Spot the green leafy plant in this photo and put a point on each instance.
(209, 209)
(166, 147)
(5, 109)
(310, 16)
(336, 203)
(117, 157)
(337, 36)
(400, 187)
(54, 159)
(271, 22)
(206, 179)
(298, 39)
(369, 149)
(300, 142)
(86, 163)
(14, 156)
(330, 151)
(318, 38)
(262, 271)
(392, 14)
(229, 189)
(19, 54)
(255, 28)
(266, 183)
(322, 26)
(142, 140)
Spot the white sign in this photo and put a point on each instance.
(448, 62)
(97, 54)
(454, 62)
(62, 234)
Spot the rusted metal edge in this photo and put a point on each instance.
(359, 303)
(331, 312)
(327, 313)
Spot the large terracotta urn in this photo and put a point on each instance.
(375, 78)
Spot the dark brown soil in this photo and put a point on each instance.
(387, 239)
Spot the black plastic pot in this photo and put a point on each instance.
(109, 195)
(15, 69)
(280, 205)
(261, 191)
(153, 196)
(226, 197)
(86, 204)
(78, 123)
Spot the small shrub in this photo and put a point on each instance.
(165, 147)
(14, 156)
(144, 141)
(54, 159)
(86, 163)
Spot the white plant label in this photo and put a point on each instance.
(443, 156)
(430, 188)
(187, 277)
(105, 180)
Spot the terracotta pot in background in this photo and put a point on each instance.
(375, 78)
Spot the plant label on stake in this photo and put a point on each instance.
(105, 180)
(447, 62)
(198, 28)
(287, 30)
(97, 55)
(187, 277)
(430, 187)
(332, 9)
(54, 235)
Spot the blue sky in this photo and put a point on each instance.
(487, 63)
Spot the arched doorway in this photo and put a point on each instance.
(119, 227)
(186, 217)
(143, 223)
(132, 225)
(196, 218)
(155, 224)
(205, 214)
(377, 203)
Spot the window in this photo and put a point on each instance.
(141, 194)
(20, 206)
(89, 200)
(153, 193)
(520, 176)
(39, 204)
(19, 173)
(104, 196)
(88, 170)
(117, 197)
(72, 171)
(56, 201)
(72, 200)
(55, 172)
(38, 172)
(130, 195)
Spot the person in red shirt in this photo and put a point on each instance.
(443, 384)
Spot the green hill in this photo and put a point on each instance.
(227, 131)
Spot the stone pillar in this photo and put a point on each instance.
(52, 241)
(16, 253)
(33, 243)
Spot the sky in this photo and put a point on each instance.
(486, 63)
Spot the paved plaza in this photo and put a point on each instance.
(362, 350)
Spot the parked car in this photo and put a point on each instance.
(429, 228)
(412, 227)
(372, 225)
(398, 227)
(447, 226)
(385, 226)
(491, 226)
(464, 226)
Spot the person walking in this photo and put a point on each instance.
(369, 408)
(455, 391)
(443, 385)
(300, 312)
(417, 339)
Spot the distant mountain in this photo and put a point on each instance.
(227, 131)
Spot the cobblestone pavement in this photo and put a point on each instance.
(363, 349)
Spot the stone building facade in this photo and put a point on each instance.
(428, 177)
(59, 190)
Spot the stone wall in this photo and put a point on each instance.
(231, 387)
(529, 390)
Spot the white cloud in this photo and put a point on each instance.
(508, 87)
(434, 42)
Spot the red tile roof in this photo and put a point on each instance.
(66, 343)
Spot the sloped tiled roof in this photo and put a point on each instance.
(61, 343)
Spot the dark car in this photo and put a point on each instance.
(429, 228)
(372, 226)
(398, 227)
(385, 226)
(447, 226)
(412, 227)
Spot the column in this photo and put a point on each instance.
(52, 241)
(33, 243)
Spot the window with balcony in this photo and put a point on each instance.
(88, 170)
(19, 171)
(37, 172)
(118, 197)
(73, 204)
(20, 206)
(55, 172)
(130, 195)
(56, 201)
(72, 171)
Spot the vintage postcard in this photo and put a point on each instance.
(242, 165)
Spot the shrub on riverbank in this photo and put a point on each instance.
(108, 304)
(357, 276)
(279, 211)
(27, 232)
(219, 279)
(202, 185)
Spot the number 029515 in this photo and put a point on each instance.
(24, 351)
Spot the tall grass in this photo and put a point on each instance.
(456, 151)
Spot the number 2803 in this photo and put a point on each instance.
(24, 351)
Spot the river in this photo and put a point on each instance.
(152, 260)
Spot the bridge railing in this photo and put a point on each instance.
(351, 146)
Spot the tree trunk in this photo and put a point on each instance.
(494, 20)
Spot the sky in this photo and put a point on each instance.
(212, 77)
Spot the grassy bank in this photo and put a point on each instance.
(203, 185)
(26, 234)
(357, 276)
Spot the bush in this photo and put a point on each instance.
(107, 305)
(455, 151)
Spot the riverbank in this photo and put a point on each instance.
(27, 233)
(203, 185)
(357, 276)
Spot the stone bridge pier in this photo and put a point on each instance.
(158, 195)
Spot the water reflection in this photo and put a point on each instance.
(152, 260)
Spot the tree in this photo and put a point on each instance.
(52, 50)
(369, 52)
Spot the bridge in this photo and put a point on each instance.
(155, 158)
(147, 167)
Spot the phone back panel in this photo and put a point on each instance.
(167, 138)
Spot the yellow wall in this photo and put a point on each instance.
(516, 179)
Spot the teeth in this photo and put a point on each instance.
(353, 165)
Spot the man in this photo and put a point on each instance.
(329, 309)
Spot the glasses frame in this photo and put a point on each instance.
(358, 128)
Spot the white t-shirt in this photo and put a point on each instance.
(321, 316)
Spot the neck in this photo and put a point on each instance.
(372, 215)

□ □ □ □

§ DIRECTION
Return every entry above verbatim, copying each line without any change.

§ TASK SOLUTION
Spot the green leafy plant in this photo and put a point on each instance.
(209, 209)
(166, 147)
(5, 109)
(310, 16)
(336, 203)
(117, 157)
(337, 36)
(400, 187)
(54, 159)
(271, 22)
(206, 179)
(298, 39)
(369, 149)
(300, 142)
(86, 163)
(14, 156)
(330, 151)
(318, 38)
(262, 271)
(392, 14)
(229, 189)
(19, 54)
(255, 28)
(266, 183)
(322, 26)
(142, 140)
Spot the white sign in this photo and put a point on each instance.
(448, 62)
(97, 54)
(454, 62)
(62, 234)
Spot the rusted metal edge in this photo and put a point on each instance.
(359, 303)
(331, 312)
(327, 313)
Spot the large terracotta urn in this photo and put a point on each instance.
(375, 78)
Spot the dark brown soil in this photo and put a point on each instance.
(387, 239)
Spot the black plastic pot in this photo and put a point on each instance.
(109, 195)
(15, 69)
(280, 205)
(261, 191)
(153, 196)
(226, 197)
(86, 204)
(78, 123)
Spot the small shrub in this photo and put a point on each instance.
(165, 147)
(14, 156)
(144, 141)
(54, 159)
(86, 163)
Spot the white plant label in this photo and put a point on each instance.
(443, 156)
(430, 188)
(187, 277)
(105, 180)
Spot the terracotta pot in background in this photo and put a point on each instance.
(375, 78)
Spot the plant label on stake in this photo and put a point on each instance.
(105, 180)
(447, 62)
(198, 28)
(287, 30)
(97, 55)
(187, 277)
(430, 187)
(332, 9)
(54, 235)
Spot the blue sky in this photo and put a point on each instance.
(487, 63)
Spot the arched doorway in this photo and put a point on each instance.
(119, 227)
(186, 217)
(143, 223)
(132, 225)
(196, 218)
(155, 224)
(205, 214)
(377, 203)
Spot the window in this photo and put a point on each instance.
(141, 194)
(20, 206)
(89, 200)
(153, 193)
(520, 176)
(39, 204)
(19, 173)
(104, 196)
(88, 170)
(117, 197)
(72, 171)
(56, 201)
(72, 200)
(55, 172)
(38, 172)
(130, 195)
Spot the person in red shirt in this photo and put a point on each instance.
(443, 384)
Spot the green hill in this photo and put a point on each instance.
(227, 131)
Spot the stone pillar in this photo and put a point on each instance.
(52, 241)
(16, 253)
(33, 243)
Spot the sky in this photo and put a point on each instance.
(486, 63)
Spot the paved plaza in this photo and put a point on each instance.
(362, 350)
Spot the parked car in this photo and put a point on each instance.
(429, 228)
(412, 227)
(372, 225)
(398, 227)
(447, 226)
(385, 226)
(491, 226)
(464, 226)
Spot the person walking in this photo and put a point on each instance.
(369, 408)
(455, 391)
(443, 385)
(300, 312)
(417, 339)
Spot the distant mountain in this photo and put a point on each instance.
(227, 131)
Spot the cobblestone pavement in this photo and put a point on each instance.
(363, 349)
Spot the stone building facade in this photo and put a point on each instance.
(428, 177)
(59, 190)
Spot the stone wall in this photo and put a point on each instance.
(231, 387)
(529, 390)
Spot the white cloud in this photo and put a point on each instance.
(508, 87)
(434, 42)
Spot the red tile roof in this photo and put a point on each instance.
(66, 343)
Spot the sloped tiled roof in this photo and put a point on each instance.
(61, 343)
Spot the dark car in this photo and put a point on each instance.
(429, 228)
(372, 226)
(398, 227)
(385, 226)
(447, 226)
(412, 227)
Spot the column in this photo and put a point on each instance.
(52, 241)
(33, 243)
Spot the window with balcony in this photo and put a point on each instance.
(88, 170)
(19, 171)
(37, 172)
(118, 197)
(73, 204)
(20, 206)
(55, 172)
(130, 195)
(56, 201)
(72, 171)
Spot the vintage postcard in this photo and put a point on each instance.
(242, 165)
Spot the shrub on riverbank in this photo and put a point on each instance.
(108, 304)
(357, 276)
(279, 211)
(27, 232)
(219, 279)
(202, 185)
Spot the number 029515 in this photo and put a point on each instance.
(24, 351)
Spot the tall grass in this photo and put a point on each instance.
(456, 151)
Spot the number 2803 in this photo and put a point on each instance.
(24, 351)
Spot the river in this photo and put a point on each instance.
(152, 260)
Spot the bridge railing in this photo and put a point on each instance.
(351, 146)
Spot the tree trunk in this photo and put a point on each instance.
(494, 20)
Spot the sky in this photo and put a point on each instance.
(212, 77)
Spot the grassy bank in this photo and put a point on each instance.
(203, 185)
(26, 234)
(357, 276)
Spot the bush in this photo and put a point on each instance.
(107, 305)
(455, 151)
Spot the riverbank in this photo and put a point on each instance.
(27, 233)
(203, 185)
(357, 276)
Spot the stone bridge pier in this photo and put a point on each instance.
(158, 195)
Spot the water reflection in this photo and put a point on each instance.
(152, 260)
Spot the tree in this photo and put a point on each instance.
(52, 50)
(369, 52)
Spot the bridge in this photo and put a point on each instance.
(155, 158)
(147, 167)
Spot the phone back panel in this photo and put a point on each instance.
(167, 138)
Spot the yellow wall in this photo and put a point on each instance.
(516, 179)
Spot the teeth in this photo and put a point on each instance.
(353, 165)
Spot the man in this photo and put a point on each instance.
(329, 309)
Spot the glasses frame in this photo and put a point on each instance.
(358, 128)
Spot the white t-shirt in this photo and put a point on each instance.
(321, 316)
Spot the neck in this photo and put a point on each instance.
(372, 215)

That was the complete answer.